### Work task
Using the article on short-staffing at NYU Langone Hospital-Brooklyn, mark each statement yes or no and quote the words of the article that decide it. (a) The arbitrator found the unit short-staffed on 47 occasions between May and August 2022. (b) The Federation of Nurses/UFT represents about 1,000 nurses in New York City in all. (c) The ruling requires the hospital to pay the missing nurse's shift salary to the union.

### Source text
--------
Short-staffing to cost NYU Langone Hospital-Brooklyn
An independent arbitrator has held NYU Langone Hospital-Brooklyn financially responsible when the hospital short-staffed one of its units.
Arbitrator Howard Edelman found the hospital routinely violated an agreed-upon staffing ratio of six Registered Nurses to care for 30 patients per shift - a 1:5 ratio - in one of its medical-surgical units last year.
Edelman ruled that for each missing nurse, the hospital must split the average nurse’s shift salary among the nurses who worked that shift.
"NYU Langone Hospital-Brooklyn has put patients at risk with their chronic understaffing. Patient safety has not moved NYU to solve this issue. So, perhaps this ruling, which hits them in their pocketbook, will motivate them," said Anne Goldman, head of the Federation of Nurses/UFT, which represents roughly 4,000 nurses in New York City including 1,000 nurses at NYU Langone Hospital-Brooklyn. The Federation also represents 16,000 nurses in New York State.
In his Dec. 1 ruling, Edelman found that the unit was short-staffed on 47 occasions between May and August 2022. The arbitrator recommended using the average salary for the unit in his remedy. The average salary of a UFT nurse in the unit is between $750 and $800 per shift.
--------
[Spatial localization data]
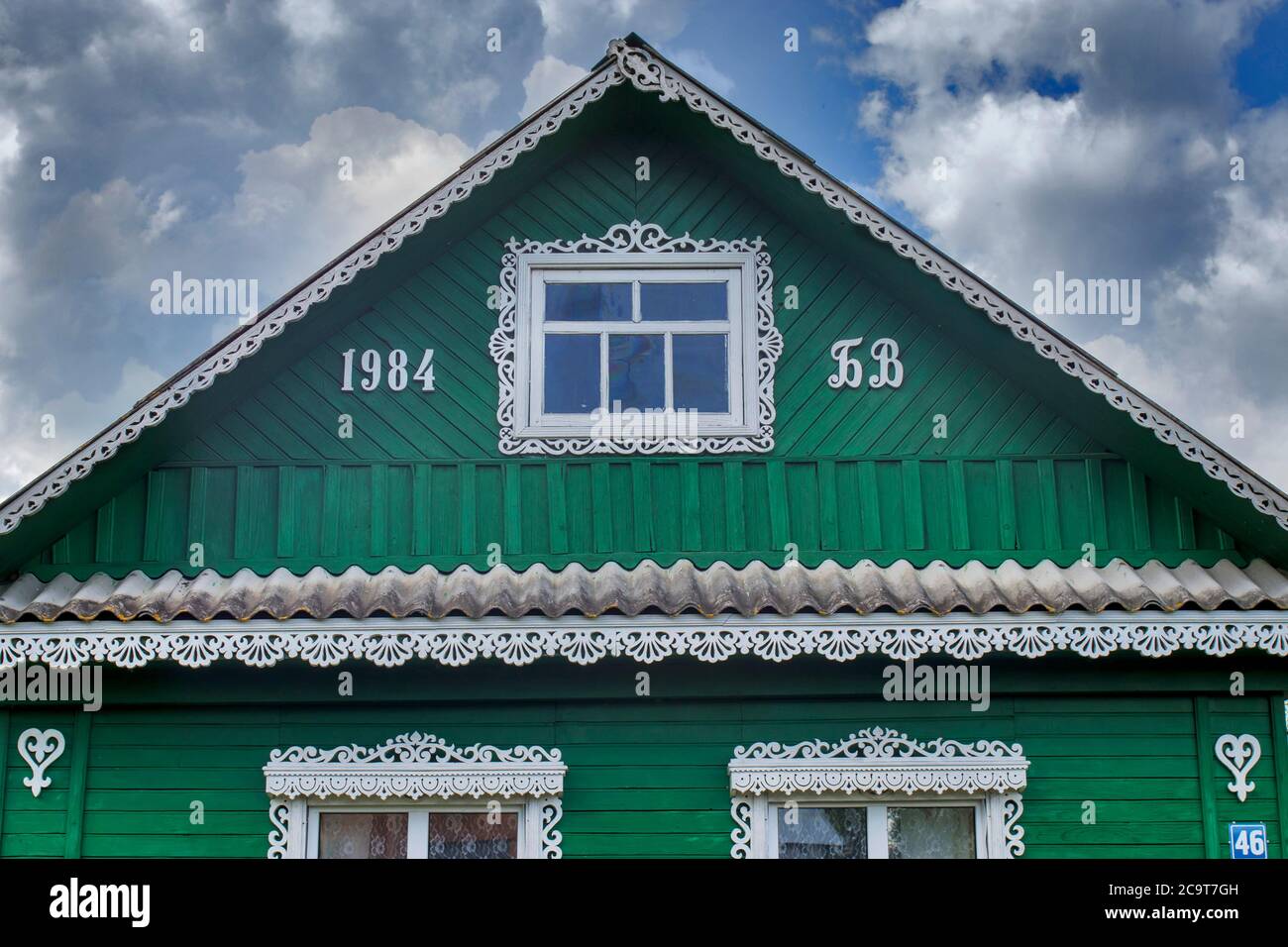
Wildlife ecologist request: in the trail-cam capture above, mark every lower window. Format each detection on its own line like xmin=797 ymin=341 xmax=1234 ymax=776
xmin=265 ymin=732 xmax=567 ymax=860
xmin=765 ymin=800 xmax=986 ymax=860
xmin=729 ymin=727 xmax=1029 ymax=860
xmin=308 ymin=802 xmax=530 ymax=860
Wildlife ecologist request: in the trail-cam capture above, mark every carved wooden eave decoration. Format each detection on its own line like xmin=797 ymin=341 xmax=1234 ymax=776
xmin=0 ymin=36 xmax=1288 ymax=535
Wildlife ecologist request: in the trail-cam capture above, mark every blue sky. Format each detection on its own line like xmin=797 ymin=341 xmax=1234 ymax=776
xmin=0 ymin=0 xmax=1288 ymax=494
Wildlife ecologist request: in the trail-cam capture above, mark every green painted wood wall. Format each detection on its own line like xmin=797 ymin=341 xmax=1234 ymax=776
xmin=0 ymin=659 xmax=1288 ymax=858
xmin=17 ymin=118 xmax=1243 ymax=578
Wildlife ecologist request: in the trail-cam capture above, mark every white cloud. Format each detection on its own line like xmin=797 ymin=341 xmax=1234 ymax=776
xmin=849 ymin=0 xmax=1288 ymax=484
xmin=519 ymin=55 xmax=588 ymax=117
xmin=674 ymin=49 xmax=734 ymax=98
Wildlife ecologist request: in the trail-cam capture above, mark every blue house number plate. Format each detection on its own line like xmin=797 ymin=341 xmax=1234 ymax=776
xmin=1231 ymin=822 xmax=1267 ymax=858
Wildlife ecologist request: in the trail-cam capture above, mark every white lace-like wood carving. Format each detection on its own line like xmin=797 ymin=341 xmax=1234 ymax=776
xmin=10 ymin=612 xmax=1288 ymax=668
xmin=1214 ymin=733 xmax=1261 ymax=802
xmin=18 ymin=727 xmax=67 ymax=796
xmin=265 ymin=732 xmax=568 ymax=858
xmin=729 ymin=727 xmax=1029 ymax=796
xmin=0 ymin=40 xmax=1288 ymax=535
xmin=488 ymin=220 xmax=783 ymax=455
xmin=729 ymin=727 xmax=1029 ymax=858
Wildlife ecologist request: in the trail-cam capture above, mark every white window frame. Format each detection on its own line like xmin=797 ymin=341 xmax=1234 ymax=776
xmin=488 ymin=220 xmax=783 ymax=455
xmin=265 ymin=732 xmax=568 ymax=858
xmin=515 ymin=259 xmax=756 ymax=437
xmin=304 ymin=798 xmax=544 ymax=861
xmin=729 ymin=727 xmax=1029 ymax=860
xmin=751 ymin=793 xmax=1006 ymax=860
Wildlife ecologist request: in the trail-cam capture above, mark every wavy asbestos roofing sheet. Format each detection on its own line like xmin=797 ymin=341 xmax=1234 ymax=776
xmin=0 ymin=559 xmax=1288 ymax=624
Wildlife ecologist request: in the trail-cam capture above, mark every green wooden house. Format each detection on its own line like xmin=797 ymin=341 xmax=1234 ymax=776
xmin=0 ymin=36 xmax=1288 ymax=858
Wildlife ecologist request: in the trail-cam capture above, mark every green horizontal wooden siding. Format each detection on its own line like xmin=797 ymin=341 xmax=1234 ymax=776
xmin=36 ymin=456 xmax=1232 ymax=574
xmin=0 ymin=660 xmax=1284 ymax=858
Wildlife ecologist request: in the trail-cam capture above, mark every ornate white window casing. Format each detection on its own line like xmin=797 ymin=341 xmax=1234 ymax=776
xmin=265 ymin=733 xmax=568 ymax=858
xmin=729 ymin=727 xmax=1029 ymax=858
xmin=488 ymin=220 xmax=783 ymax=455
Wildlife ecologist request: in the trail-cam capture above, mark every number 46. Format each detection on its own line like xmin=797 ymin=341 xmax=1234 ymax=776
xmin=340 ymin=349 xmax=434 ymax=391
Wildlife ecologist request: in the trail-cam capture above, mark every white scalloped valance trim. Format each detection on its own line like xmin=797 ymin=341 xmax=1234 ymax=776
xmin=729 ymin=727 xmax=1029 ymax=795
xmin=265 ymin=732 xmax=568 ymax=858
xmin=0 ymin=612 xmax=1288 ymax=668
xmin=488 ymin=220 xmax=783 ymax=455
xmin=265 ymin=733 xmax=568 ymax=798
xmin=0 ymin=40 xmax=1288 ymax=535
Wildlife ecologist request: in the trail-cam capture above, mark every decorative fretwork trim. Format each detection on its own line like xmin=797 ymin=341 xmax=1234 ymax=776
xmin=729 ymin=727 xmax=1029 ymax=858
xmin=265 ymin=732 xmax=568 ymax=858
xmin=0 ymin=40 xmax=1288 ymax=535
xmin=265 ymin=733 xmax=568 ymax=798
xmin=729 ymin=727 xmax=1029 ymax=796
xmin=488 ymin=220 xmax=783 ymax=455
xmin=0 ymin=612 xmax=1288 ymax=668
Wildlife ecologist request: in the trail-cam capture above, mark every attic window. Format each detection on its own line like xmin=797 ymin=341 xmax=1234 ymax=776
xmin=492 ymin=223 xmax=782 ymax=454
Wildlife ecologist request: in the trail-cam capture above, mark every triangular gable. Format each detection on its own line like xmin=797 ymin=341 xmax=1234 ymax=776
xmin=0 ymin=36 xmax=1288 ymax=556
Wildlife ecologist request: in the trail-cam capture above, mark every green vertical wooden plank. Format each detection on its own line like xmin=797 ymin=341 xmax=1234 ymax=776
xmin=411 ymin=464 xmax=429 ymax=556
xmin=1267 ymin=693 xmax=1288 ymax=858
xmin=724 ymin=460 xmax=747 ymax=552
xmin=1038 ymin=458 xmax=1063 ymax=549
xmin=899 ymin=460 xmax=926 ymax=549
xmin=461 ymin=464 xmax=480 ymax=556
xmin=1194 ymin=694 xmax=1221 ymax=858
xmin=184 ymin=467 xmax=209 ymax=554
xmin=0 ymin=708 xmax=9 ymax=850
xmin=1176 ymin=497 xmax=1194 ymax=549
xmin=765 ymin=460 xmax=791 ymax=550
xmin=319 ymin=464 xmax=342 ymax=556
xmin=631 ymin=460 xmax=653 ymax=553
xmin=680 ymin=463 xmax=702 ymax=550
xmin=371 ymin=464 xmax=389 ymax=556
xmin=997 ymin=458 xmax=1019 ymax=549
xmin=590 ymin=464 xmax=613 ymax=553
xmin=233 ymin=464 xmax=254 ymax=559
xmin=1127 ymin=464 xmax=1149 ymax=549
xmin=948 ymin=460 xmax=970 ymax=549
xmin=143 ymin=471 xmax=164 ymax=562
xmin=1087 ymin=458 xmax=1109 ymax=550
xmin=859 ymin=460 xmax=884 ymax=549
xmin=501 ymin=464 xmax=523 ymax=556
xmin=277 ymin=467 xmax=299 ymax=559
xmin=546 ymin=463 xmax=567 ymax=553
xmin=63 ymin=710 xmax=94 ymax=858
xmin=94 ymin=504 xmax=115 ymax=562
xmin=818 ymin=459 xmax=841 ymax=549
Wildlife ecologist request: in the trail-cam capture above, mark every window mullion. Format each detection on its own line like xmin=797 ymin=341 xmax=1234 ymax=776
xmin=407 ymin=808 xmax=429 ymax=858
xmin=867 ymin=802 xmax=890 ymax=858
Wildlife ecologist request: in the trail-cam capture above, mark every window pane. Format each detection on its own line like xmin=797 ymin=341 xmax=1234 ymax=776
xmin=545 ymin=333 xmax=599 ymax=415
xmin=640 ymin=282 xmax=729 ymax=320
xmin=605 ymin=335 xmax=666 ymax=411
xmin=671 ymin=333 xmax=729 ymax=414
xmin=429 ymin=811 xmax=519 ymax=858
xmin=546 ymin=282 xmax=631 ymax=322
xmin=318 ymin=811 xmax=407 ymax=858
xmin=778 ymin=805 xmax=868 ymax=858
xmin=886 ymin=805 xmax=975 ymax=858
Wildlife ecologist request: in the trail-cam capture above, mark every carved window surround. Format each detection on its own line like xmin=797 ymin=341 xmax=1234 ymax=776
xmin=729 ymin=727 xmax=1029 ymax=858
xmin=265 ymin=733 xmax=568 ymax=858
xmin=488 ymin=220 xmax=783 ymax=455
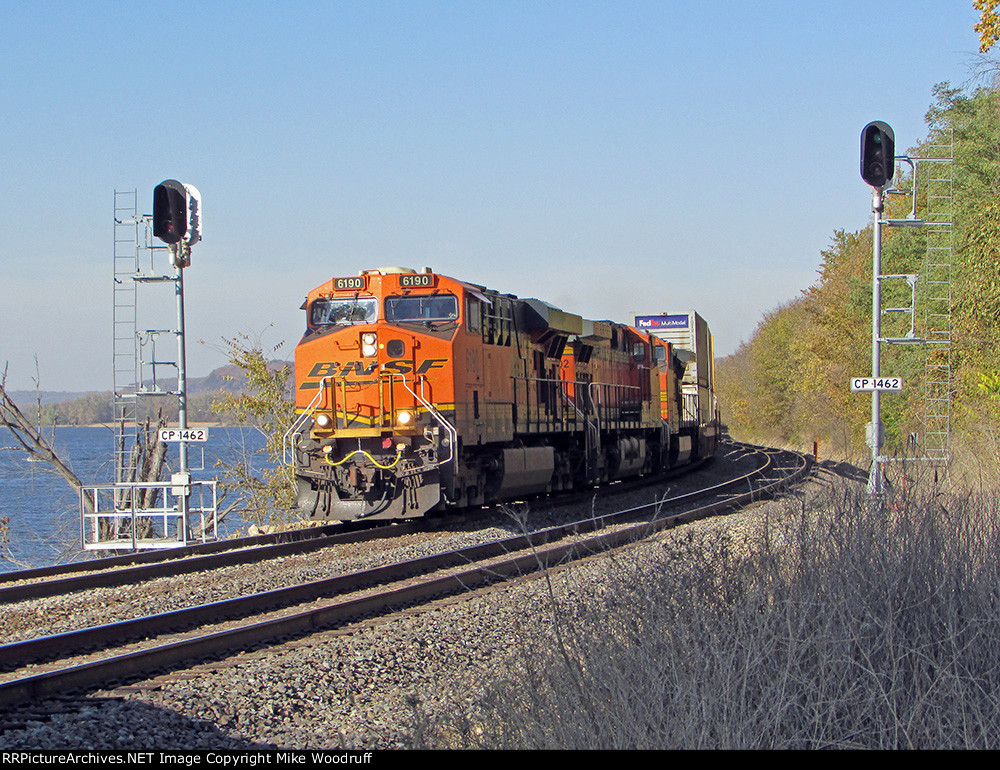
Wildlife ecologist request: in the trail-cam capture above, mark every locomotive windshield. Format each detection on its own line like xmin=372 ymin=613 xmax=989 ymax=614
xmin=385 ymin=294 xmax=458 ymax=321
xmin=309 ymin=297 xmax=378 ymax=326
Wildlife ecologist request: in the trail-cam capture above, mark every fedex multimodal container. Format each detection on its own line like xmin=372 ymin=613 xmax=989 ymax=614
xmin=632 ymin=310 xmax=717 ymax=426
--------
### Response below
(a) Yes: "the unit was short-staffed on 47 occasions between May and August 2022"
(b) No: "represents roughly 4,000 nurses in New York City including 1,000 nurses at NYU Langone Hospital-Brooklyn"
(c) No: "the hospital must split the average nurse’s shift salary among the nurses who worked that shift"